About this exercise: Identify every line in the data below that contains the string "target", and copy each of those lines. Matching is case-sensitive.

(Items listed in a dataset)
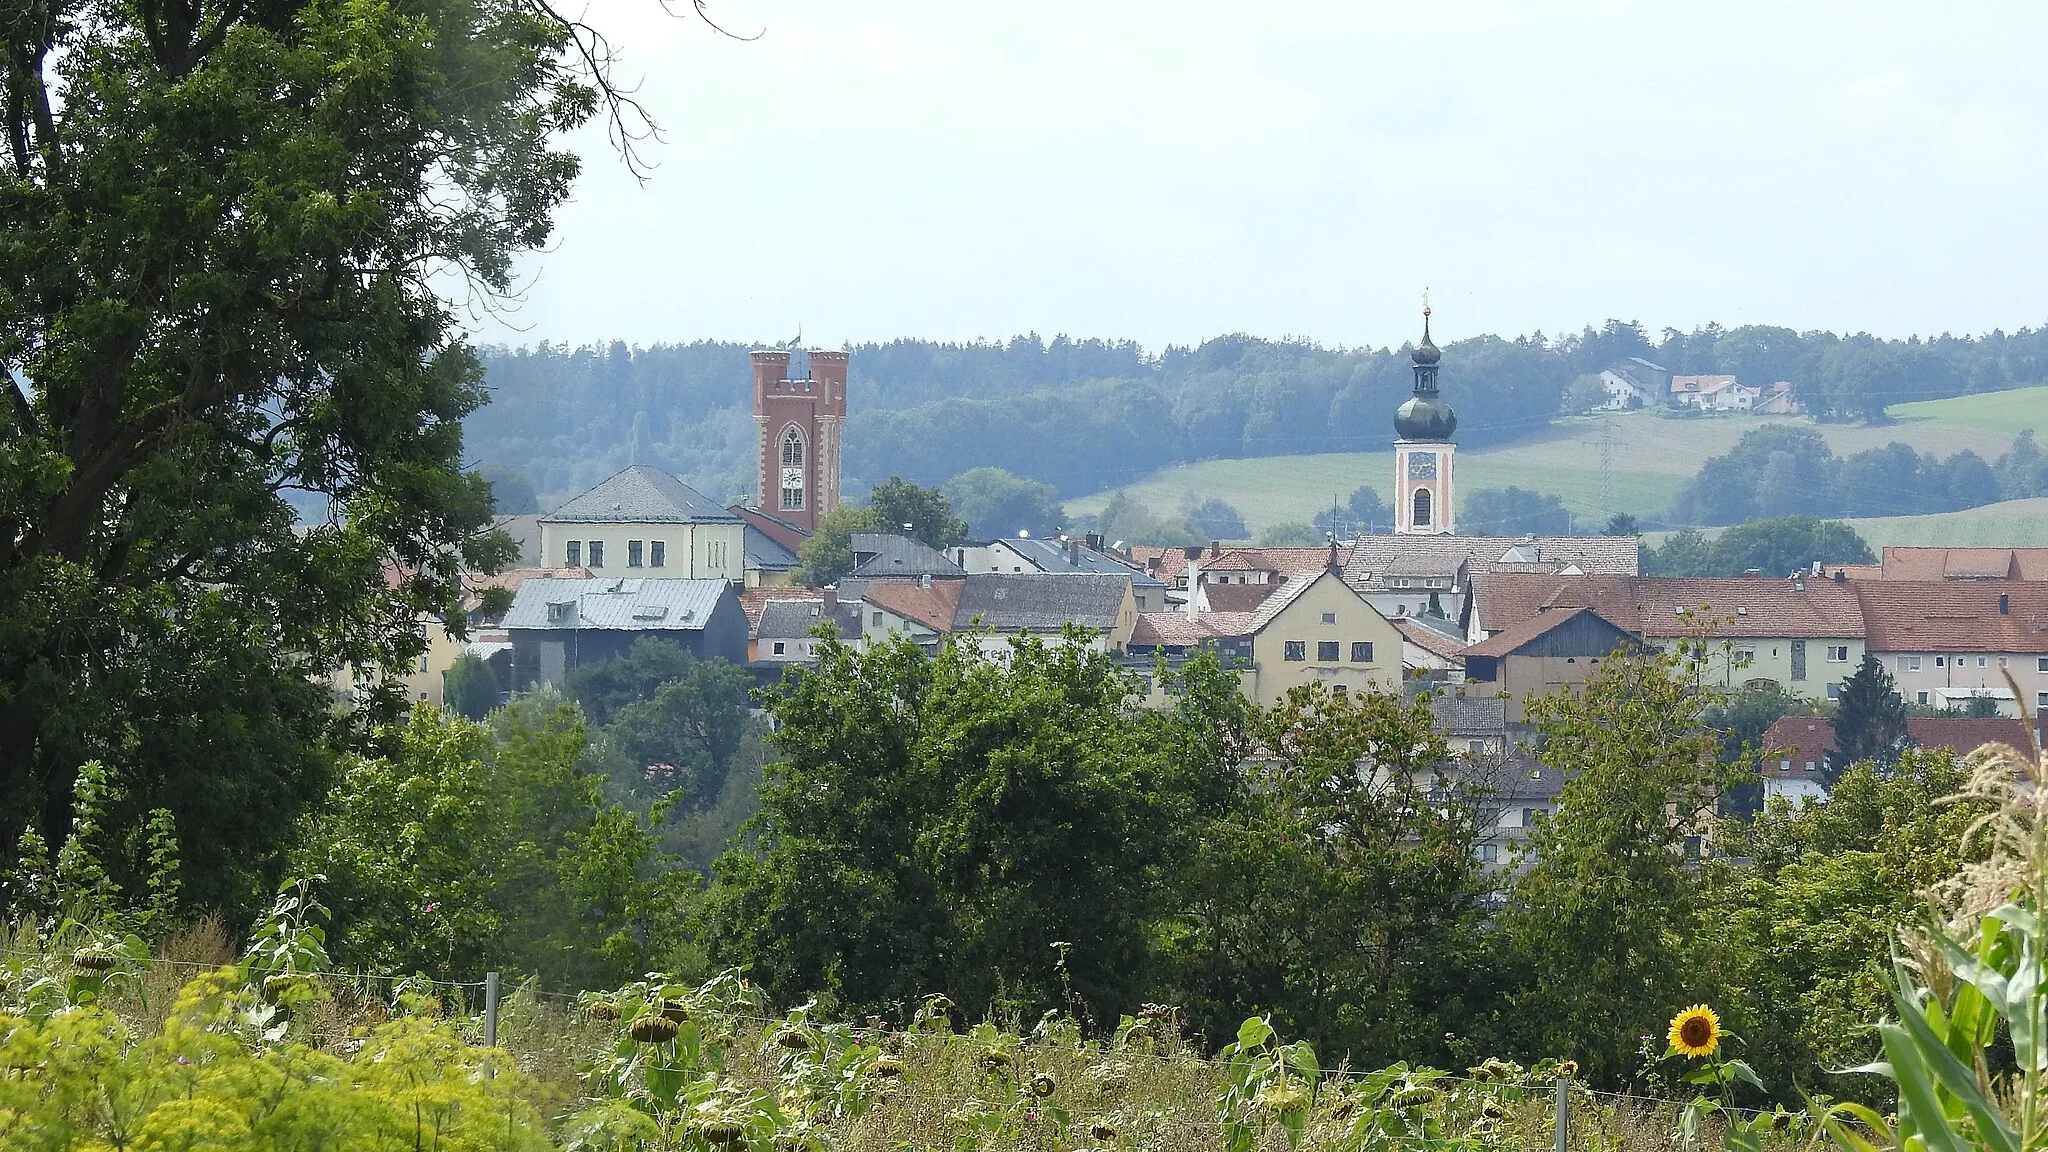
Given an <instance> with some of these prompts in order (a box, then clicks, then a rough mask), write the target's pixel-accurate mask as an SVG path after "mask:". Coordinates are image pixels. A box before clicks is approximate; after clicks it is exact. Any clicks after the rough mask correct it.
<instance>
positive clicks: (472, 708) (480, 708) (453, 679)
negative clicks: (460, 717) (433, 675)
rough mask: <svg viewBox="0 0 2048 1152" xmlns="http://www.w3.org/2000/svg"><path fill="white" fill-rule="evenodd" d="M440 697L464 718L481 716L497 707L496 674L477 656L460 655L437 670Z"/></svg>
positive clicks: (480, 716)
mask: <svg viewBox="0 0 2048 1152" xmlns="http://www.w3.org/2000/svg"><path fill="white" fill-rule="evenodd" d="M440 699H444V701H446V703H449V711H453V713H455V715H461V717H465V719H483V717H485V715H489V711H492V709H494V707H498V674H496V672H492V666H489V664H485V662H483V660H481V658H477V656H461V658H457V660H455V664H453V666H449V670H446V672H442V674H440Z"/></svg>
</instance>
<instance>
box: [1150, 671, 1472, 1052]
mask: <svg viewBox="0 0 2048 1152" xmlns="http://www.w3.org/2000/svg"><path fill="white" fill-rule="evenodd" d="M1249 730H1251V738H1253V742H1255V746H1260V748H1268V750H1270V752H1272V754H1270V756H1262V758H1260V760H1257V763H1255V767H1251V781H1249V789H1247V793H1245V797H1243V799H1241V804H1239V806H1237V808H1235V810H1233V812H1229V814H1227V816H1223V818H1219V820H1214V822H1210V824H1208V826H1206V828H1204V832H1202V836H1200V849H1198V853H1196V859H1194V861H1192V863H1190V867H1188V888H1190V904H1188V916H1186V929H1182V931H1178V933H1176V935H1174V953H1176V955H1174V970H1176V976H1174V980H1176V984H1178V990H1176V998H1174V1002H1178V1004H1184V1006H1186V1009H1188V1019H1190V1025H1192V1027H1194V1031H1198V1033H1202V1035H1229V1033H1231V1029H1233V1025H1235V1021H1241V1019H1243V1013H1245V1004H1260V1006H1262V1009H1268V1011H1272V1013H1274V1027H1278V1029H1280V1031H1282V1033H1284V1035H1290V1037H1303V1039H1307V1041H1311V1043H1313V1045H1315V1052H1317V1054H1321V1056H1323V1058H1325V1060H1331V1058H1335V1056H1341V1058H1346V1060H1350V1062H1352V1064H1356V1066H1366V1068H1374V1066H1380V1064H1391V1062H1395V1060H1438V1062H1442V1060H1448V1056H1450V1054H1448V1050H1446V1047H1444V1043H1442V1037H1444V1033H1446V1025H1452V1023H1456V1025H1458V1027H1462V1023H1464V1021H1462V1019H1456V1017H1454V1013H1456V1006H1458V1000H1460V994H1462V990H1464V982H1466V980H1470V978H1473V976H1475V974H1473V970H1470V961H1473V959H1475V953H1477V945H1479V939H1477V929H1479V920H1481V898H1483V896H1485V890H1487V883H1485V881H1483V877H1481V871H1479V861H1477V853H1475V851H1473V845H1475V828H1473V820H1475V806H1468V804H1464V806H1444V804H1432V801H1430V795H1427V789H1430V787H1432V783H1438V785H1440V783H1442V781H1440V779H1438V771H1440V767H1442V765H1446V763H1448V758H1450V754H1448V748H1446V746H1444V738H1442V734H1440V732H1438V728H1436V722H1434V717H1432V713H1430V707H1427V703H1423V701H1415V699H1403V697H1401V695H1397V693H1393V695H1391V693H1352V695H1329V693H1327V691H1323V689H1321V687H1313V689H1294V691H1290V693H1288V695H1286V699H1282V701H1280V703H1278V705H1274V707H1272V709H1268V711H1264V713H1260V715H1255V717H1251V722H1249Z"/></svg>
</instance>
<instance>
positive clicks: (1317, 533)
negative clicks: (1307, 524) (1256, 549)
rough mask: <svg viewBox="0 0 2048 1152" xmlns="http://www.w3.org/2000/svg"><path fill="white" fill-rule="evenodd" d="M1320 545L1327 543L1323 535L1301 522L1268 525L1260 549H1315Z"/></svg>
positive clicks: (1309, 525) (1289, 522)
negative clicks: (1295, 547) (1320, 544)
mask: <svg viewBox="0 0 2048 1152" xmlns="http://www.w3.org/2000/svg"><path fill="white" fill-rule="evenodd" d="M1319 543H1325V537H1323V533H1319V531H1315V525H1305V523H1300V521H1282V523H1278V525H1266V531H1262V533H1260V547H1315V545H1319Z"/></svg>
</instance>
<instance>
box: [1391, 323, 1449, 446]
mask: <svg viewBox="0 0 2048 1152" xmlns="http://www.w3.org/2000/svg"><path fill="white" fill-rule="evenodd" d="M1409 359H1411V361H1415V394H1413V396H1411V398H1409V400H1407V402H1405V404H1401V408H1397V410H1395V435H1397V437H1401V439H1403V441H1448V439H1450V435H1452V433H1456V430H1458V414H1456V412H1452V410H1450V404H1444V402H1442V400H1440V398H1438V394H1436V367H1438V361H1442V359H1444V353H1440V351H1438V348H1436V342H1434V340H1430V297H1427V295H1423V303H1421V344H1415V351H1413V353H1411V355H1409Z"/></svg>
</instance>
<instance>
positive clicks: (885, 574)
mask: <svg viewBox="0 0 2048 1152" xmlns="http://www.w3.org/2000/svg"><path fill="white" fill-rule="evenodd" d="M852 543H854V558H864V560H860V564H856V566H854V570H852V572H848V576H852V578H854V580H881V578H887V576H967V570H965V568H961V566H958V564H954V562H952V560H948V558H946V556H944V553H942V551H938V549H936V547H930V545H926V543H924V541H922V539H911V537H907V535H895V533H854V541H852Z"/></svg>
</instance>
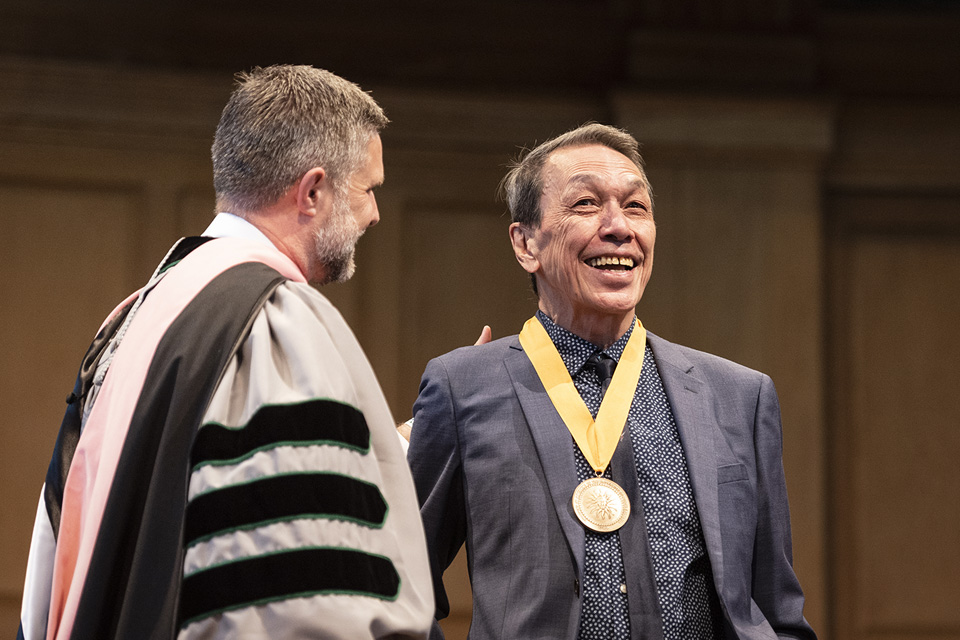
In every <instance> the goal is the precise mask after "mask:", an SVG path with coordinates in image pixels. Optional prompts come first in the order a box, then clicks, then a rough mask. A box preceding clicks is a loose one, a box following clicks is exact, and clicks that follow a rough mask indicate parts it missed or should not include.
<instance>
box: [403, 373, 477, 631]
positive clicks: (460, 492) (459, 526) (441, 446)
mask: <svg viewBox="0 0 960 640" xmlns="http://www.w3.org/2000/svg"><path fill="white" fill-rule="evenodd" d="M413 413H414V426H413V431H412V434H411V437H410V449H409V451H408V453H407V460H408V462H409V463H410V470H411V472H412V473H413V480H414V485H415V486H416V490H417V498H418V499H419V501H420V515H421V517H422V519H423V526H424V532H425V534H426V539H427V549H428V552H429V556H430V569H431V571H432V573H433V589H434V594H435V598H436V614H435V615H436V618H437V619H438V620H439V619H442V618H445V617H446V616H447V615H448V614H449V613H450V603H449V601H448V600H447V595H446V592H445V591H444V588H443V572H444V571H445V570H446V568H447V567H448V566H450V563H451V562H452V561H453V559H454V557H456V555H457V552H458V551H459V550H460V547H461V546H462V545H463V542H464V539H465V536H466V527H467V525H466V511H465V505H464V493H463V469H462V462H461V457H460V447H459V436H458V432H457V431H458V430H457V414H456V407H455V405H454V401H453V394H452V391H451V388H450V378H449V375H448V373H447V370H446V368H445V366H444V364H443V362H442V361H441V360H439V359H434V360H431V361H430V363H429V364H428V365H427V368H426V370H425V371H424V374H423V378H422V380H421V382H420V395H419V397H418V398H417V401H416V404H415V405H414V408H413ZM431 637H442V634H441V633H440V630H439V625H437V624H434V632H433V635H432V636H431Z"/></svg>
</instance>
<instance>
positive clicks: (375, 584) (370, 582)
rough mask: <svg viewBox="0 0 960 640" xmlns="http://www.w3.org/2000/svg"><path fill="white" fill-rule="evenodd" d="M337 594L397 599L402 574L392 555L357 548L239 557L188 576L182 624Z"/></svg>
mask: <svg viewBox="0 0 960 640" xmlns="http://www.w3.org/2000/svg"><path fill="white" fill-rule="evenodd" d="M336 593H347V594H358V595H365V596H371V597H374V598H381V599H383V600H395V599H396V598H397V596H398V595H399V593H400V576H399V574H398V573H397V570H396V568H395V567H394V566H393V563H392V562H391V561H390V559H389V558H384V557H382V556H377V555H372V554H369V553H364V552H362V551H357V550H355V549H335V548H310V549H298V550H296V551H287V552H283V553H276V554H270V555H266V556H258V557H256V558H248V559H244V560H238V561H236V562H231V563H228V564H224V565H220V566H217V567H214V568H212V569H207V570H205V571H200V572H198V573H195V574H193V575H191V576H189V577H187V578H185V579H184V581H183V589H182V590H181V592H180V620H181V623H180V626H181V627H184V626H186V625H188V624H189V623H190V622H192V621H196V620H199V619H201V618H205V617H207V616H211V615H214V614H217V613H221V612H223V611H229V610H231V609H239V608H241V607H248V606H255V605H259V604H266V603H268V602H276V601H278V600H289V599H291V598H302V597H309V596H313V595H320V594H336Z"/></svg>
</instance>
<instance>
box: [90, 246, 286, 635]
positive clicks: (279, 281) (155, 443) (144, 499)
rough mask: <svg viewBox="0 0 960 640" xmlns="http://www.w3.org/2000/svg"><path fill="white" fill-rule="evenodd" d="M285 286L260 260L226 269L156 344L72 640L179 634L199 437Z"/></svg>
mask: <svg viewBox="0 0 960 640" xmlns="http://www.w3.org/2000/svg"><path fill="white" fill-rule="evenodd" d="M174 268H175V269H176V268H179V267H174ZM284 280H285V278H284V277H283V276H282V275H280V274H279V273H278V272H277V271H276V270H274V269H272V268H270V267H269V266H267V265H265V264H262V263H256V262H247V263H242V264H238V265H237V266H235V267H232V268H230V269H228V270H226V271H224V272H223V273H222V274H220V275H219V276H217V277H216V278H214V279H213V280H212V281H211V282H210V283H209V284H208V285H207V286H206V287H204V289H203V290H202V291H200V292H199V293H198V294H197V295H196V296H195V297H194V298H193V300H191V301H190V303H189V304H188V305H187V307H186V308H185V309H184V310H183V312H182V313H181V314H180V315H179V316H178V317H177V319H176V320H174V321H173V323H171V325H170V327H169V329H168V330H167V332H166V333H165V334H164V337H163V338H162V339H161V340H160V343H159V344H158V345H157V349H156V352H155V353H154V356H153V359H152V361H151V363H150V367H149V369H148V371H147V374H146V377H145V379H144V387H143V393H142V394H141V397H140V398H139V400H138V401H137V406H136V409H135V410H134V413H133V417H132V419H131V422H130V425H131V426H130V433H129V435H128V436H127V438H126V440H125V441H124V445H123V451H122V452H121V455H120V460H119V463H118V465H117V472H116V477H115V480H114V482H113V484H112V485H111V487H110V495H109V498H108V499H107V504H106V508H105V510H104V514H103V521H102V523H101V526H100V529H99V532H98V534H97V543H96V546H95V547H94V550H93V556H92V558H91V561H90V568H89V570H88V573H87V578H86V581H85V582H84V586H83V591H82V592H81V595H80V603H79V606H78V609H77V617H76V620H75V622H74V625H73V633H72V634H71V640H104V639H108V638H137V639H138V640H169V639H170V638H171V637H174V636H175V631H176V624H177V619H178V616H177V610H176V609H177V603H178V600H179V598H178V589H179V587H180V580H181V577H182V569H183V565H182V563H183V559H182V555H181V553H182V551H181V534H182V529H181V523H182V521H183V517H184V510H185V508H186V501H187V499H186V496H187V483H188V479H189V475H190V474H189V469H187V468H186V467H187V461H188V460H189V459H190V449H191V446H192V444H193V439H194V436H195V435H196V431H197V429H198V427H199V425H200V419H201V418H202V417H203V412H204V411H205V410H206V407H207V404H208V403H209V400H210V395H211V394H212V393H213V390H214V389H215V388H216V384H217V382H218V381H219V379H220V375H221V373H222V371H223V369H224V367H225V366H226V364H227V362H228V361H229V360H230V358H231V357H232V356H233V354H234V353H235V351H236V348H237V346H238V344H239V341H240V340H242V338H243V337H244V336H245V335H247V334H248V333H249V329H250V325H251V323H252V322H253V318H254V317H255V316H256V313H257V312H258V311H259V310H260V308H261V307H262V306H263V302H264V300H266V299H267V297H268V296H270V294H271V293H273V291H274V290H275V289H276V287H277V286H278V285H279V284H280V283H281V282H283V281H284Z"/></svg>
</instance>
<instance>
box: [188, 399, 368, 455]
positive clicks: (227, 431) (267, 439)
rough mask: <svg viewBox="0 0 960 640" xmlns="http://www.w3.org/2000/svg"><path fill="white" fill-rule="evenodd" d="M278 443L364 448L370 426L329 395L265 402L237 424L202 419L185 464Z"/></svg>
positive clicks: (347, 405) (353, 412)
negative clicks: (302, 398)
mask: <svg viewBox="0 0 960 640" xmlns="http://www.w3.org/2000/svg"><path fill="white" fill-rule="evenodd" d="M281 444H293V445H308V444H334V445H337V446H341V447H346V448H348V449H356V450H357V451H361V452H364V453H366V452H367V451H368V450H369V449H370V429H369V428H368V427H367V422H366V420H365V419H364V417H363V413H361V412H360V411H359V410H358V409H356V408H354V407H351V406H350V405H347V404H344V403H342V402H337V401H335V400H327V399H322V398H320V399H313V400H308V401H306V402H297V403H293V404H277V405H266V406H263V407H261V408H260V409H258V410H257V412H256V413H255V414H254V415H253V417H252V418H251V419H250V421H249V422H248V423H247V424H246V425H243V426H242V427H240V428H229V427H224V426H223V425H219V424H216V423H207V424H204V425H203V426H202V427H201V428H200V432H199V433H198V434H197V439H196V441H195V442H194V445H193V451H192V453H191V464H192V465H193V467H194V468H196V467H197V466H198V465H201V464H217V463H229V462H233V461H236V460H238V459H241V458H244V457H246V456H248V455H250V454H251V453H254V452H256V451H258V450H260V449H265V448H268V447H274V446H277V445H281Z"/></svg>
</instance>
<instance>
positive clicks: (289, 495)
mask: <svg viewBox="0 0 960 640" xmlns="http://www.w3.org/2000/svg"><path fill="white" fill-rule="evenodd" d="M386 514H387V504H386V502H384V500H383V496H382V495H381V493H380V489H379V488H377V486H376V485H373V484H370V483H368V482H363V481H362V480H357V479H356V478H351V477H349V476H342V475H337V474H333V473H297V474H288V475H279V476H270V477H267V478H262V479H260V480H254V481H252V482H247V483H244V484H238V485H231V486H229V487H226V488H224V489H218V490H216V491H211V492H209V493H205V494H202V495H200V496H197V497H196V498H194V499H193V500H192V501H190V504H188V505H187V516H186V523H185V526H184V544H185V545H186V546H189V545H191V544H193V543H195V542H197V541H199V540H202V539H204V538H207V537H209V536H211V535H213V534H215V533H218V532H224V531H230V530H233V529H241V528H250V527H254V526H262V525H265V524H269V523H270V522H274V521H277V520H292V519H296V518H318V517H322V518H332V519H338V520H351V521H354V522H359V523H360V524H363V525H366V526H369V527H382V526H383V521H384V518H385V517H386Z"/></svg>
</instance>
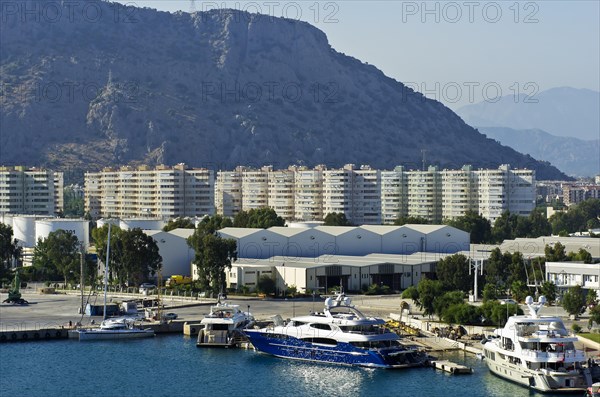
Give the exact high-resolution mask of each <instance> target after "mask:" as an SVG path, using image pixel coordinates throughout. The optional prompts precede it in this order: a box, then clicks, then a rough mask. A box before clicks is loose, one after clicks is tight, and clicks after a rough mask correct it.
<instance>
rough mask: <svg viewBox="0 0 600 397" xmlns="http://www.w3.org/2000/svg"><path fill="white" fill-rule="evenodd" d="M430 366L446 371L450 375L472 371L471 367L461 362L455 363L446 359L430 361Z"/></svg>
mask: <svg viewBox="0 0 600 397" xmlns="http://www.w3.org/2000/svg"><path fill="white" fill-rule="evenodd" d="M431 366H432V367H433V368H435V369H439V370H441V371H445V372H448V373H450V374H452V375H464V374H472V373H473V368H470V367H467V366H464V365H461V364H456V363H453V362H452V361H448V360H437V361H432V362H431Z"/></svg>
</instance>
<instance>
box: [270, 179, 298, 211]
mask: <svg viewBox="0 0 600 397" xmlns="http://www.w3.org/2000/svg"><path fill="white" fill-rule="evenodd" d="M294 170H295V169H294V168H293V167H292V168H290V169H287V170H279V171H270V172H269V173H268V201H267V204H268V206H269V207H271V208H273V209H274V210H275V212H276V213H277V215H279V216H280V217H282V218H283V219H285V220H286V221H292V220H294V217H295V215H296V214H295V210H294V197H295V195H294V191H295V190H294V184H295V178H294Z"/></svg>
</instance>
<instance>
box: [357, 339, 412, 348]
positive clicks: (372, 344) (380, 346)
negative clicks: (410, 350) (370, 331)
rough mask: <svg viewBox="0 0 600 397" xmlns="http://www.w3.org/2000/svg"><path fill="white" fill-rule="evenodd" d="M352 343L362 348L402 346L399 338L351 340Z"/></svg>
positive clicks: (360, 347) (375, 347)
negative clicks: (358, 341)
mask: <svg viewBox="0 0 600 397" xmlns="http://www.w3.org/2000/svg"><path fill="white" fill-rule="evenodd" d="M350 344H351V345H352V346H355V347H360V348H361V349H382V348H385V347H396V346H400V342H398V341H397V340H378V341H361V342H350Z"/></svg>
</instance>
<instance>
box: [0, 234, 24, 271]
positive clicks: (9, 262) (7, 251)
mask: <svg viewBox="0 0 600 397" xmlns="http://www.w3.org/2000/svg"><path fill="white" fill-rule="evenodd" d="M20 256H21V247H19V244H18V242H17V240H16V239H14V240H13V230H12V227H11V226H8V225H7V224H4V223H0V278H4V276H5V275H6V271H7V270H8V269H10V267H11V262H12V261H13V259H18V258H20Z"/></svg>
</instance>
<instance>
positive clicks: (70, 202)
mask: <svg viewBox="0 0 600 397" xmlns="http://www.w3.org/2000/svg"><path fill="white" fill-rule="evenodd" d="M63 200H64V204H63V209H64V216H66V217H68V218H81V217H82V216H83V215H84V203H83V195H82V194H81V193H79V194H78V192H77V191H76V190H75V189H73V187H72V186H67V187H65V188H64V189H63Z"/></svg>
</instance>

Result of this exercise:
Given an <instance> with some of these prompts in order (a box, then clicks, then a rough mask), write the target's pixel-accurate mask as an SVG path after "mask:". Coordinates are image pixels. A box before clicks is approximate; after clicks it is exact. Any clicks after the rough mask correct it.
Give the exact high-resolution mask of each <instance> target after "mask:" as an SVG path, using image pixel coordinates throughout. The optional prompts precede it in this order: a box, then clicks, then a rough mask. A box before clicks is loose, one after clicks is tight, and clicks after a rough mask correct it.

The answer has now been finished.